GIVEN REQUEST:
In the text on food assistance in Oregon, list each distinct dollar amount mentioned.

TEXT PROVIDED:
═══

That way they would at least eating one meal a day other than at the soup kitchens or churches delivering meals, which would be more than they are eating now.  - Jo

There are two other possible sources to acquire food within the Oregon Food system.  SNAP or the Supplemental Nutrition Assistance Program can be seen as a first line of defense in fighting hunger serving 20% of Oregonians, at an average benefit of about $130 per month. Oregon tops nation in food stamps at 20% of its population, compared say to California at 9.7% of its population.  Food stamp usage Is high in Oregon because more eligible Oregonian use the program compared to other states due to large extended efforts to sign people up and in part because of the time Oregon has had taken to recover from the recession. Under the SNAP/Food Stamp Program homelessness have rights but they still need to verify their identity. 

The other possibility is Farmers Markets, many of which accept SNAP benefits as a means of payment. They then use funds to match SNAP clients' purchasing power, dollar-for-dollar, up to $10. This means that SNAP participants could get $20 worth of produce and unprepared foods at a farmers market by spending $10 in benefits. The Double Up Food Bucks program works with participating Farmers' Markets throughout Oregon in matching SNAP benefits up to the $10 at their markets.  This, however, is more helpful to those who are needy but still structurally within the community both economically and socially than it is for the homeless.

═══

(Detection examples)
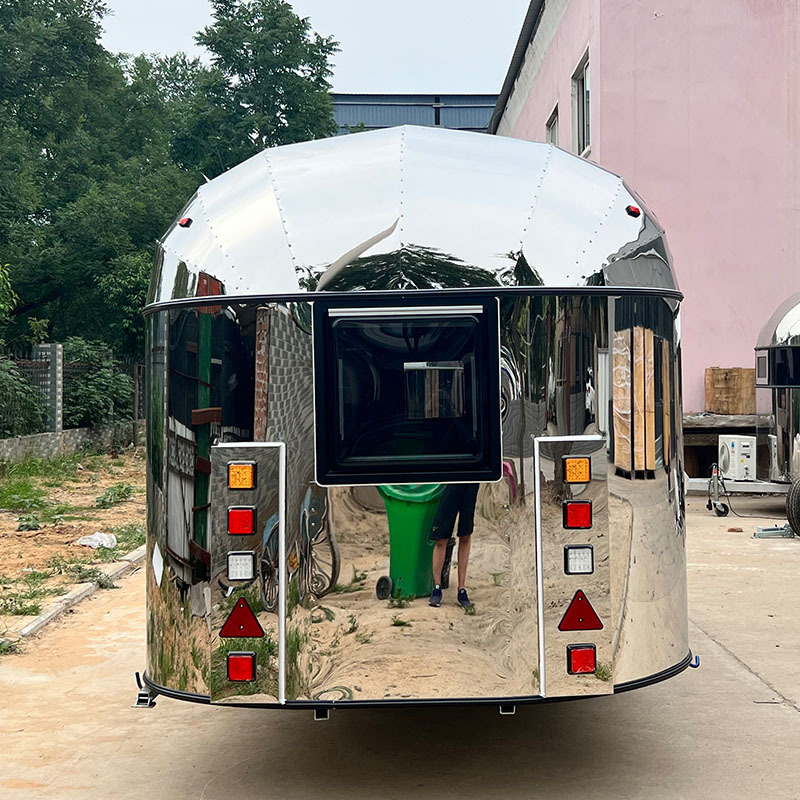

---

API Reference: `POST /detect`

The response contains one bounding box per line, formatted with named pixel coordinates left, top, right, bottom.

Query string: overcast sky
left=103, top=0, right=529, bottom=94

═══

OUTPUT:
$130, $10, $20